[Data excerpts start]

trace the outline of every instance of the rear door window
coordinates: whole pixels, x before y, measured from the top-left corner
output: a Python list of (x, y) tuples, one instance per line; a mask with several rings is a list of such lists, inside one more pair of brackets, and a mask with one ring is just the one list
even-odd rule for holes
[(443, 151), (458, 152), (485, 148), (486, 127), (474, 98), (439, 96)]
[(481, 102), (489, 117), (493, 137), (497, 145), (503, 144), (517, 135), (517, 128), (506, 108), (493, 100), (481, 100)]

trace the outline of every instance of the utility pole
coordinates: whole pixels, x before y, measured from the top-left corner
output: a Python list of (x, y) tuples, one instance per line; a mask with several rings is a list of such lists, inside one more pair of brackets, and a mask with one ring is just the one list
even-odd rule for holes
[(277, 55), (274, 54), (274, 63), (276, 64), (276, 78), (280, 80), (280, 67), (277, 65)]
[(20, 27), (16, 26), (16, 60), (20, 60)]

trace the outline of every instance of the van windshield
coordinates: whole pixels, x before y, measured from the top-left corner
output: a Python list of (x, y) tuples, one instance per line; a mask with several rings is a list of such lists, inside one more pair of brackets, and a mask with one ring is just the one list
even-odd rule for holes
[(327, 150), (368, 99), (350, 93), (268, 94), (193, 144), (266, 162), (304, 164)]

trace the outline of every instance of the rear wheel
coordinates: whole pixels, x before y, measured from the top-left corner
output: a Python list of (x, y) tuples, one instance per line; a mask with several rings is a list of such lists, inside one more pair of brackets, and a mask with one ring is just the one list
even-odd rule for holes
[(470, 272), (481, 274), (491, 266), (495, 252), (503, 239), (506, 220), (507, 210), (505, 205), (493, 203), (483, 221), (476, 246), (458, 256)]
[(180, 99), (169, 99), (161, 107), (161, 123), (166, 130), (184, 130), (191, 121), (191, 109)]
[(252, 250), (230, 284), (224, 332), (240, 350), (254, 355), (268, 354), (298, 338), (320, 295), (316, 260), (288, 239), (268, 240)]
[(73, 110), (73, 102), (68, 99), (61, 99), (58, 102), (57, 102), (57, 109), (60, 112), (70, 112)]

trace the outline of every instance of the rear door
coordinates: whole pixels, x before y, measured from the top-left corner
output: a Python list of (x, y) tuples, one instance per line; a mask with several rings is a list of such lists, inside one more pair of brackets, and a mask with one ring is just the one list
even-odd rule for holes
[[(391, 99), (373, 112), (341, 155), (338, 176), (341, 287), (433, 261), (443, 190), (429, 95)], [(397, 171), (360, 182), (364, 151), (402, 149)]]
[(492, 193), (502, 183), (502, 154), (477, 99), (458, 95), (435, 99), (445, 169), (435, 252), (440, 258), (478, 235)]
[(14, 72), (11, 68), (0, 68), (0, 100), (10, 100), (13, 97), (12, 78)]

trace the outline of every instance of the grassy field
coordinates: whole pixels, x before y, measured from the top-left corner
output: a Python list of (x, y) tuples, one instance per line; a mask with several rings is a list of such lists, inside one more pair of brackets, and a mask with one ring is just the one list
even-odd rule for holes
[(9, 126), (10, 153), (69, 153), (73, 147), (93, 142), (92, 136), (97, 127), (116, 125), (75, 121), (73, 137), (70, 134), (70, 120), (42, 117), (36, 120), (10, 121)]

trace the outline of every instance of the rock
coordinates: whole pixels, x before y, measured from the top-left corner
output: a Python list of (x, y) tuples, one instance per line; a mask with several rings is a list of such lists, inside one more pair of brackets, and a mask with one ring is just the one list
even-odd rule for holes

[Data excerpts end]

- [Stated goal]
Reproduce all of the rows above verbatim, with no changes to any character.

- [Complete output]
trace the outline of every instance of the rear door window
coordinates: whole pixels, x before y, measured from the top-left corner
output: a Python list of (x, y) tuples, one instance per line; a mask with several rings is a list of such lists, inside one more pair of brackets, and a mask with one ring is just the one list
even-odd rule for holes
[(443, 151), (458, 152), (485, 148), (486, 127), (474, 98), (439, 96)]
[(481, 102), (489, 117), (493, 137), (497, 145), (503, 144), (517, 135), (517, 128), (506, 108), (493, 100), (481, 100)]

trace the outline of every instance of the utility pole
coordinates: whole pixels, x before y, measured from the top-left corner
output: a Python list of (x, y) tuples, one instance per line; a mask with several rings is a list of such lists, inside one more pair of brackets, and a mask with one ring is just the one list
even-odd rule for holes
[(277, 55), (274, 54), (274, 63), (276, 64), (276, 78), (280, 80), (280, 67), (277, 65)]
[(20, 27), (16, 26), (16, 60), (20, 60)]

trace the outline of every instance of the van windshield
coordinates: whole pixels, x before y, measured from the top-left corner
output: a Python list of (x, y) tuples, one instance per line; a mask with several rings is a list of such lists, inside one more pair of brackets, and a mask with one ring is just the one list
even-odd rule for holes
[(327, 150), (368, 99), (350, 93), (268, 94), (193, 144), (266, 162), (304, 164)]

trace the outline of every instance of the rear wheel
coordinates: whole pixels, x before y, measured from the top-left corner
output: a Python list of (x, y) tuples, one instance per line; a mask with several rings is a list of such lists, inside one more pair of brackets, and a mask with one ring is just the one list
even-odd rule for holes
[(470, 272), (481, 274), (491, 266), (495, 252), (503, 239), (506, 220), (507, 210), (505, 205), (493, 203), (483, 221), (476, 246), (458, 256)]
[(180, 99), (169, 99), (161, 107), (161, 123), (166, 130), (184, 130), (191, 121), (191, 109)]
[(252, 250), (230, 284), (224, 332), (240, 350), (254, 355), (268, 354), (298, 338), (320, 295), (316, 260), (288, 239), (268, 240)]
[(73, 110), (73, 102), (68, 99), (61, 99), (58, 102), (57, 102), (57, 109), (60, 112), (70, 112)]

trace the outline of every instance of the rear door
coordinates: whole pixels, x before y, measured from the top-left corner
output: a Python list of (x, y) tuples, one instance per line; a mask with several rings is a list of such lists, inside one more pair of brackets, and a mask with one ring is just the one list
even-odd rule for holes
[[(391, 99), (373, 112), (341, 155), (338, 176), (341, 287), (433, 261), (443, 190), (429, 95)], [(397, 171), (360, 182), (364, 151), (402, 149)]]
[(492, 193), (502, 183), (502, 154), (477, 99), (458, 95), (435, 99), (445, 169), (435, 252), (440, 258), (478, 235)]
[(14, 72), (11, 68), (0, 68), (0, 100), (10, 100), (13, 97), (12, 78)]

trace the outline of every instance of the grassy field
coordinates: whole pixels, x before y, measured from the top-left corner
output: a Python list of (x, y) tuples, one instance per line; a mask with several rings is a list of such lists, inside one more pair of brackets, and a mask with one ring is just the one list
even-odd rule for holes
[(9, 126), (10, 153), (69, 153), (73, 147), (93, 142), (92, 136), (97, 127), (116, 125), (75, 121), (73, 137), (70, 134), (70, 120), (42, 117), (36, 120), (10, 121)]

trace the outline of every instance of the rock
coordinates: whole pixels, x before y, measured from the top-left corner
output: a Python list of (x, y) tuples, one instance per line; a mask with several rings is a list of such lists, inside one more pair of brackets, and a mask with one ring is just the one list
even-odd rule for holes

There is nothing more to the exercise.